#### SET EXERCISE:
Convert the data below into a numbered list with one entry per line, skipping any blank lines. Leave the pictures out of your answer.

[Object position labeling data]
◇ ◇ ◇

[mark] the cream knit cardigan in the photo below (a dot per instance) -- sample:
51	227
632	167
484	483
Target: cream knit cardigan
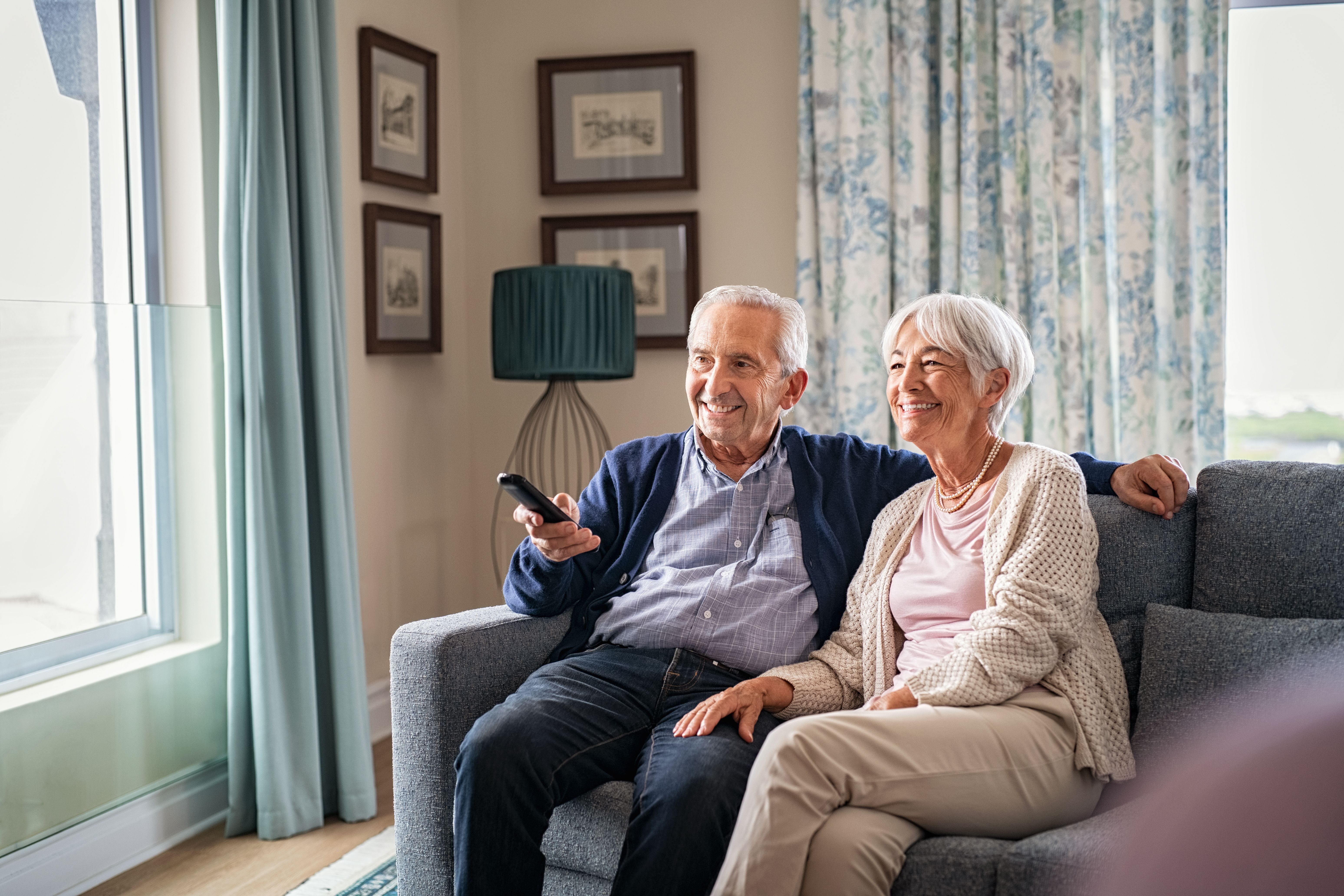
1041	623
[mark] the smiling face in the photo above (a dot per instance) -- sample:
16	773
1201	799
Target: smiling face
935	400
734	379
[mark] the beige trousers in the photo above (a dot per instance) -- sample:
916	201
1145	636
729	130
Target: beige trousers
835	801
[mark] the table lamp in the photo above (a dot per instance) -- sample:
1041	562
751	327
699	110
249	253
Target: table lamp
560	323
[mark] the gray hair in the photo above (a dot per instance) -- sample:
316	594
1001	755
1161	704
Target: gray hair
983	334
791	343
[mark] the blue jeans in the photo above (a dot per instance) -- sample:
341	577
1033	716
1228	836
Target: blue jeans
599	716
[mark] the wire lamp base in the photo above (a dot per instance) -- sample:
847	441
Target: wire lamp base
558	449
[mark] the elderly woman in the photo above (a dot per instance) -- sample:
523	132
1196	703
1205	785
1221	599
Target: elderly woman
984	694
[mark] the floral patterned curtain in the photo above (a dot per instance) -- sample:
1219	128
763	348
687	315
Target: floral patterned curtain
1065	158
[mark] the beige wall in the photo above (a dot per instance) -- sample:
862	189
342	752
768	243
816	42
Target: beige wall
429	435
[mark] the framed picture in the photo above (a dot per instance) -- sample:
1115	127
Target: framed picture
404	308
398	112
618	124
662	253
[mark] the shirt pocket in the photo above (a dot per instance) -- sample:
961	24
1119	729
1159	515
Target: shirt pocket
781	551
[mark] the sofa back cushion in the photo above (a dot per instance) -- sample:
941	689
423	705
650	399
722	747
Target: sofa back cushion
1143	559
1271	539
1209	668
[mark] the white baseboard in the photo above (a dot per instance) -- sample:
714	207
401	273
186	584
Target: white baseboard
84	856
380	710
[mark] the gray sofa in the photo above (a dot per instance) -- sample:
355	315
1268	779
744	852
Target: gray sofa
1260	539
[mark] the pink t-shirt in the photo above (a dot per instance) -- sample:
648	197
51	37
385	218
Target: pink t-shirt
940	582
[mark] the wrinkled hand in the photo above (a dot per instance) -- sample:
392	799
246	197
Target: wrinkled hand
1156	484
558	541
900	699
744	702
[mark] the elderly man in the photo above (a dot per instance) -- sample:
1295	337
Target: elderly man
706	557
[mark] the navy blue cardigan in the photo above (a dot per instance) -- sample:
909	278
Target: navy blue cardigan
841	484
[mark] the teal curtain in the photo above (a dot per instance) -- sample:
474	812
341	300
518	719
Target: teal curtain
299	745
1065	158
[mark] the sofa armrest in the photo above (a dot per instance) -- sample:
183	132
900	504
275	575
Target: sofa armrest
445	674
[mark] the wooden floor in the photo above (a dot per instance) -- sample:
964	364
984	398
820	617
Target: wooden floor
210	866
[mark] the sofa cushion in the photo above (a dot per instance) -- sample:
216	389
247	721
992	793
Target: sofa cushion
1193	660
951	867
561	882
586	833
1142	559
1066	860
1271	539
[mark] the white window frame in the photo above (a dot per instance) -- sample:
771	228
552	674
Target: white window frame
37	663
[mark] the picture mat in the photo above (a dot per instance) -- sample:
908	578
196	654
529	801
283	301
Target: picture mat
402	69
568	85
648	269
670	238
618	124
412	240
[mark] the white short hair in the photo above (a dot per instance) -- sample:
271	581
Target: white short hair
983	334
791	343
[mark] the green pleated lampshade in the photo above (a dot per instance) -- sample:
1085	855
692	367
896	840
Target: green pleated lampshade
573	322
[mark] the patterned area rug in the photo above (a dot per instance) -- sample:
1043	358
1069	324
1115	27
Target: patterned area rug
370	870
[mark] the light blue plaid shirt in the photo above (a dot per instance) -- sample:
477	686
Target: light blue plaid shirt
724	575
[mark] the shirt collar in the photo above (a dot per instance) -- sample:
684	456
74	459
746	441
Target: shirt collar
772	453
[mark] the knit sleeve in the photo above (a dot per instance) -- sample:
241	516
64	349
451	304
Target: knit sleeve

◇ ◇ ◇

#### TASK OUTPUT:
1. [mark] the cream knit cardigan in the photo below (a dot per instance) -- sample:
2. 51	227
3. 632	167
4. 484	483
5. Target: cream knit cardigan
6. 1041	623
7. [mark] the smiling face in the photo above (a dot per instance) -- sample:
8. 16	773
9. 1201	799
10. Target: smiling face
11. 935	400
12. 734	379
13. [mark] the beige trousers in the photo above (a dot per instance) -- sample:
14. 916	201
15. 1145	636
16. 729	130
17. Target: beige trousers
18. 835	801
19. [mark] the table lamp in the photo above (a dot per instance) -- sample:
20. 1041	562
21. 751	327
22. 699	110
23. 249	253
24. Target: table lamp
25. 560	323
26. [mark] the gray hair in the photo above (a dot per instance) -- sample:
27. 316	594
28. 1001	755
29. 1161	704
30. Target: gray hair
31. 983	334
32. 791	343
33. [mark] the blue jeans in the photo above (a dot per instance) -- sample:
34. 341	577
35. 1033	716
36. 1228	836
37. Target: blue jeans
38. 599	716
39. [mark] the wire lamp base in the photo above (a dot per instance) -- sample:
40. 847	441
41. Target: wire lamp base
42. 558	449
43. [mark] the elderly woman in the photo above (a dot per instance) -- sample:
44. 523	132
45. 1196	703
46. 1205	785
47. 1221	599
48. Target: elderly woman
49. 984	694
50. [mark] the floral patterned curtain in the photo above (a dot per instance) -- sample:
51. 1219	128
52. 763	348
53. 687	315
54. Target: floral patterned curtain
55. 1065	158
56. [mark] the beige wall in the photo above (a dot per instance) -- sample:
57. 862	189
58. 342	752
59. 768	243
60. 816	42
61. Target: beige wall
62. 429	435
63. [mark] the framed picture in the photo above (a dot per instance) -- sample:
64. 1115	127
65. Target: framed picture
66. 404	308
67. 398	112
68. 618	124
69. 662	253
70. [mark] the shirt pocket in the photo above (a dot per instance) -- sample:
71. 961	24
72. 1119	729
73. 1159	515
74. Target: shirt pocket
75. 781	551
76. [mark] the sofa back cushion in the photo above (a dot per instance) -- sample:
77. 941	689
78. 423	705
79. 650	399
80. 722	747
81. Target: sofa back cushion
82. 1143	559
83. 1271	539
84. 1209	668
85. [mark] the white baseboard in the photo above (a dot per instance) -- sample:
86. 714	207
87. 401	273
88. 186	584
89. Target: white baseboard
90. 84	856
91. 380	710
92. [mark] the gray sofa in the photo above (a dot per instance) -- sample:
93. 355	315
94. 1268	779
95. 744	852
96. Target: gray sofa
97. 1260	539
98. [mark] the pink t-shirt in the photo above (a dot per instance) -- sample:
99. 648	197
100. 51	37
101. 385	218
102. Target: pink t-shirt
103. 940	582
104. [mark] the wrinkled hand in the photo above (a dot per instance) -- sample:
105. 392	799
106. 246	197
107. Target: wrinkled hand
108. 1156	484
109. 558	541
110. 900	699
111. 744	702
112. [mark] the elderly man in the photo above (a dot per instance) -- sample:
113. 1295	337
114. Target: elderly man
115. 706	557
116. [mark] the navy blue cardigan in the photo above (a dot per instance) -- sample:
117. 909	278
118. Target: navy blue cardigan
119. 841	484
120. [mark] the teal curtain in the photo above (a dot per instance) -- sample:
121. 474	812
122. 341	300
123. 518	719
124. Target: teal curtain
125. 299	745
126. 1065	158
127. [mark] the sofa armrest in the photo above (a dot per instance) -- sample:
128. 183	132
129. 900	504
130. 275	575
131. Target: sofa armrest
132. 445	674
133. [mark] the wooden floor in the photo above (a dot per instance) -- sample:
134. 964	364
135. 984	398
136. 820	617
137. Target: wooden floor
138. 210	866
139. [mark] the sofa cushion in the photo above (a dot per instance) -- sample:
140. 216	389
141. 247	721
142. 992	793
143. Target: sofa cushion
144. 1193	660
145. 951	867
146. 561	882
147. 586	833
148. 1142	559
149. 1066	860
150. 1271	539
151. [mark] the white window frame in the photo above (a dot per instance) -- sample:
152. 771	228
153. 552	674
154. Target: white window frame
155. 37	663
156. [mark] the picture mat in the photo above (a dot per instance) -- sample:
157. 908	578
158. 196	654
159. 529	801
160. 283	301
161. Target: picture mat
162. 402	69
163. 568	85
164. 648	269
165. 670	238
166. 618	124
167. 412	240
168. [mark] the white short hair in the photo above (a dot per instance) -- sample:
169. 271	581
170. Target: white short hair
171. 983	334
172. 791	343
173. [mark] the green pleated lampshade in the photo above (a dot per instance) -- sample:
174. 1085	855
175. 692	367
176. 896	840
177. Target: green pleated lampshade
178. 573	322
179. [mark] the patterned area rug in the photo above (a dot per instance) -- sample:
180. 1043	358
181. 1069	324
182. 1115	27
183. Target: patterned area rug
184. 370	870
185. [mark] the light blue plaid shirt in the photo above (a dot per instance) -- sample:
186. 477	686
187. Target: light blue plaid shirt
188. 724	575
189. [mark] the shirt collar in the photo above (a dot per instance) -- sample:
190. 684	456
191. 74	459
192. 746	441
193. Target: shirt collar
194. 772	453
195. [mark] the knit sleeve in the photo above (a dot per instance) -- sample:
196. 241	516
197. 64	349
198. 451	304
199. Target: knit sleeve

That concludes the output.